» **Problem description**
Pick up the text on disability and reasonable adjustments under the Equality Act 2010 after its final sentence and carry it forward.

» **Text provided**
········

When do employers have to make reasonable adjustments and what are the consequences if they don’t?
Under section 20 of the Equality Act 2010, employers are under a duty to make reasonable adjustments where a provision, criterion or practice, (“PCP”) or a physical feature puts a disabled person at a substantial disadvantage in comparison to those who are not disabled; or where a disabled person would, but for the provision of an auxiliary aid, be put at a substantial disadvantage in comparison with those who are not disabled. The employer must also know (or be reasonably expected to know) of the employee’s disability and that they are likely to be placed at such a substantial disadvantage before the duty arises.
The ACAS guide on Disability Discrimination suggests that employers ask themselves three questions in assessing whether an adjustment needs to be made: Do we need to change how things are done? Do we need to physically change the workplace? Do we need to provide extra equipment?
Disability is one of the protected characteristics under the Equality Act 2010 and is defined as follows: “a person has a disability if he has a physical or mental impairment and the impairment has a substantial and long-term adverse effect on his ability to carry out normal day to day activities”.
An impairment is long-term if either it has lasted or is likely to last at least 12 months, and a substantial adverse effect is one which is more than minor or trivial. Impairments can include conditions which are progressive, recurring, or which but for medication, would otherwise have such an effect. What is meant by normal day to day activities has been the subject of much litigation.
“Day to Day activities” and the Banaszczyk case
The Equality Act 2010 Guidance describes normal day to day activities as “things people do on a regular or daily basis” and provides a list of non-work activities. However, following the ECJ cases of Chacon Navas v Eurest (2006) and Ring v Dansk (2011), the effect of an impairment on the worker’s ability to participate in professional life (i.e. workplace activities) also needs to be considered as illustrated in the recent EAT case of Banaszczyk v Booker Ltd (2016).
Mr Banaszczyk was employed from 2008 as a picker in a warehouse, whose duties were to load cases of goods. Following a car accident in 2009 he could no longer lift heavy loads without suffering discomfort. As a result, his “pick rate” (a requirement to load 210 cases per hour) fell below the employer’s acceptable standard. In July 2013, he was dismissed on grounds of capability and he then brought a claim of unfair dismissal and disability discrimination.

········

» **Material supplied**
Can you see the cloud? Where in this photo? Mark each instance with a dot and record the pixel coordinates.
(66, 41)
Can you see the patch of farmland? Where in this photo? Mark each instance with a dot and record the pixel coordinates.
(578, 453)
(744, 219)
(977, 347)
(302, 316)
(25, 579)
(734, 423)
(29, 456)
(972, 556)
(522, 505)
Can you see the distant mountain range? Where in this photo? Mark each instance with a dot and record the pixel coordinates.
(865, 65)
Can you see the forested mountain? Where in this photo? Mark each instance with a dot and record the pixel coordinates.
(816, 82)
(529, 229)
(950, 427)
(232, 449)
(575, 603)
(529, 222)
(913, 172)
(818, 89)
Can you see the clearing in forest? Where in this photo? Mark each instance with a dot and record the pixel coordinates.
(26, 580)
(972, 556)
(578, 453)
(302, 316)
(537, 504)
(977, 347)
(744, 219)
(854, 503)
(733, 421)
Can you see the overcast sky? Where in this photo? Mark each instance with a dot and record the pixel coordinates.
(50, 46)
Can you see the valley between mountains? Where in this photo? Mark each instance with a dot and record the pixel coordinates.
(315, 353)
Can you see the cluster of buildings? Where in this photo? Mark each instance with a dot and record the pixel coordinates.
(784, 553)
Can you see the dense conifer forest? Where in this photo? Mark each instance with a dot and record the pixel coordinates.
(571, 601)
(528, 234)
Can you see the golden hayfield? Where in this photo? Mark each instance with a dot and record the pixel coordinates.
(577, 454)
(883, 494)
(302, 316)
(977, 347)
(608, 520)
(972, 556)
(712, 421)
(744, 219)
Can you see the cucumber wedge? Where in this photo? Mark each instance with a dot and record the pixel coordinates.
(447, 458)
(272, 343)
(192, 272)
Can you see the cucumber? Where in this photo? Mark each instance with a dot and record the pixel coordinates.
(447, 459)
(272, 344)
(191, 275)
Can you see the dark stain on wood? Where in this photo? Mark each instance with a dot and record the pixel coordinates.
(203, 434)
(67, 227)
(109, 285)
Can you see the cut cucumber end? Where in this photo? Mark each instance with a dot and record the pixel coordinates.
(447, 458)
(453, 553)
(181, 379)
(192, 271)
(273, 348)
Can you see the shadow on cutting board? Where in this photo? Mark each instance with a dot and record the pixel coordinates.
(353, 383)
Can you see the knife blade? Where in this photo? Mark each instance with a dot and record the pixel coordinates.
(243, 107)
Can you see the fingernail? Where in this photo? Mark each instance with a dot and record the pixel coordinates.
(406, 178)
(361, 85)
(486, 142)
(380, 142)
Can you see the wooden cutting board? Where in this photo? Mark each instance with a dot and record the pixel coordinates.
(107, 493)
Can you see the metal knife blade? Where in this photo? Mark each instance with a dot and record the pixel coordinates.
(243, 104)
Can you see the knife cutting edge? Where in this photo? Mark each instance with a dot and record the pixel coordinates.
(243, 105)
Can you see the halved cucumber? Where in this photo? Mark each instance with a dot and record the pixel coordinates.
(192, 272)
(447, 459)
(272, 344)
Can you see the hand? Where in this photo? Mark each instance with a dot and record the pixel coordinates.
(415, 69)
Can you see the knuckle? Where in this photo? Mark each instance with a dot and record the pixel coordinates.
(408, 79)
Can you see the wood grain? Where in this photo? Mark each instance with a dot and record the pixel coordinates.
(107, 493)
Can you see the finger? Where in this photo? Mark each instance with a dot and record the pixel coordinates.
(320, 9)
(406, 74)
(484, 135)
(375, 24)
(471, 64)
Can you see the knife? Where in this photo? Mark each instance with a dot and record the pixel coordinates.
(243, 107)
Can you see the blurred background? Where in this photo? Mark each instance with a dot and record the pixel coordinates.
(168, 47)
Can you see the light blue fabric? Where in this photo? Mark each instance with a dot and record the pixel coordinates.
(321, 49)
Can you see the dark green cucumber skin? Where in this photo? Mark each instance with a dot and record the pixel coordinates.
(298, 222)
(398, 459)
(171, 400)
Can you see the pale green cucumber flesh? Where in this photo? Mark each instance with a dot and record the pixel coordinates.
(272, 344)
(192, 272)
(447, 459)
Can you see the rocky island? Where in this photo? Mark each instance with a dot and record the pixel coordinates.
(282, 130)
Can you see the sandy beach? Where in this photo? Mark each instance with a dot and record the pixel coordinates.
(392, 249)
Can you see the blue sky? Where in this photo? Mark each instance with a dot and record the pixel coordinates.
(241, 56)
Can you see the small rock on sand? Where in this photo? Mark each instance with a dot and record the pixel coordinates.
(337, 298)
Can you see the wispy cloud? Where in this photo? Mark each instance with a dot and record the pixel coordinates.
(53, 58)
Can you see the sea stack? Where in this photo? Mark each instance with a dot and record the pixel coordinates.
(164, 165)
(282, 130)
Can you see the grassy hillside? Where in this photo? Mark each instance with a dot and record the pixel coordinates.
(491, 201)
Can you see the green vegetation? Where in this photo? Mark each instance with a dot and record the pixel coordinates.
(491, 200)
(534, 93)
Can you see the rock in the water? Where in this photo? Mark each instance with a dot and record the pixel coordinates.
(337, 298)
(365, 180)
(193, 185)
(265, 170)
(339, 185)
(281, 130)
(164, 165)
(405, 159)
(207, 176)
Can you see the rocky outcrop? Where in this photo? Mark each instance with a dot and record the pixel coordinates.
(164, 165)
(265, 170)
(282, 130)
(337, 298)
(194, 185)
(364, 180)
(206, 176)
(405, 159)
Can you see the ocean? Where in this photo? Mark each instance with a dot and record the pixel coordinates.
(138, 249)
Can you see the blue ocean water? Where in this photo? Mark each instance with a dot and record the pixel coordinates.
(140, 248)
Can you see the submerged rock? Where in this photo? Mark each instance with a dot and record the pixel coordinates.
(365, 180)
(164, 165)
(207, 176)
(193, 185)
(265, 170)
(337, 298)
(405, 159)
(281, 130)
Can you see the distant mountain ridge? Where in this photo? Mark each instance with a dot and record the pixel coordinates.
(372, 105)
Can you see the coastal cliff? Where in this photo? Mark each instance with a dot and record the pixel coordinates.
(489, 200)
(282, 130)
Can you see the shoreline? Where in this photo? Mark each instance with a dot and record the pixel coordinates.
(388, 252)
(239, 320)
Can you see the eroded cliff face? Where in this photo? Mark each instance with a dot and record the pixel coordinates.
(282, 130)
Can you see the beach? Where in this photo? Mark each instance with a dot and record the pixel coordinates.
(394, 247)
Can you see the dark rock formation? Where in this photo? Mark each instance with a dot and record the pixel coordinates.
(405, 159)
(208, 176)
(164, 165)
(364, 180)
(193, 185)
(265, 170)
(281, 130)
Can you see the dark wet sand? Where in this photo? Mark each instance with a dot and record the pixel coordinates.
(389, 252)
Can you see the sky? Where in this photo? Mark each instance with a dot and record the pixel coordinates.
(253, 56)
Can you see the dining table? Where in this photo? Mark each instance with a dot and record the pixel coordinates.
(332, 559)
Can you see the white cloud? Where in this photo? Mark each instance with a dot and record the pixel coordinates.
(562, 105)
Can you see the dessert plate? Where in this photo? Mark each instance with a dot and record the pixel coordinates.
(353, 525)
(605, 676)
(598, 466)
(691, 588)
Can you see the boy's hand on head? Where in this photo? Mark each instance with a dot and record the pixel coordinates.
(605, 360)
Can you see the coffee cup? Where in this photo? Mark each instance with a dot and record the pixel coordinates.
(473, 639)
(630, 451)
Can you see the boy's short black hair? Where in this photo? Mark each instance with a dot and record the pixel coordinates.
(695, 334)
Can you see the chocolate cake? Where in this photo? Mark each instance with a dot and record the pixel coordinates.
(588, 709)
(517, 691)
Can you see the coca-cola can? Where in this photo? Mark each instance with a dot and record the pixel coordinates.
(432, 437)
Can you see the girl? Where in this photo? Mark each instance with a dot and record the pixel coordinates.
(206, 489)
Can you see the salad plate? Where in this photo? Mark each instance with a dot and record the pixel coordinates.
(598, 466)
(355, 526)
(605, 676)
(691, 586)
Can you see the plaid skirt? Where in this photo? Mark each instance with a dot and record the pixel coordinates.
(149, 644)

········

» **Expected output**
Although the ET decided that Mr Banaszczyk did not have a disability, it was unclear whether the judge decided that the lifting and moving activity fell within the definition of a normal day to day activities. The EAT however, concluded that on the ET’s findings of fact, there was only one possible result, Mr Banaszczyk’s workplace activities of lifting and moving did constitute a normal day to day activity. Large numbers of people in the UK are employed to lift and move heavy goods across a range of occupations and this impairment did have a substantial effect on Mr Banaszczyk’s ability to carry out that activity (as he was significantly slower). The case therefore reinforces the position that an ET will consider certain workplace activities as “normal day to day activities” even though such activities may not be “normal” for everyone.
In considering changing the way things are done, the employer may have considered whether it was feasible to change the way the goods were loaded or packed, removing the need for Mr Banaszczyk to lift the heavier goods.
As for whether the workplace could be physically changed, it could have considered whether smaller pallets and wider doorways, would have helped.
Finally, would an auxiliary aid have been useful? Perhaps some of the manual lifting could have been done by forklift, or perhaps by a second person lifting a load with Mr Banaszczyk.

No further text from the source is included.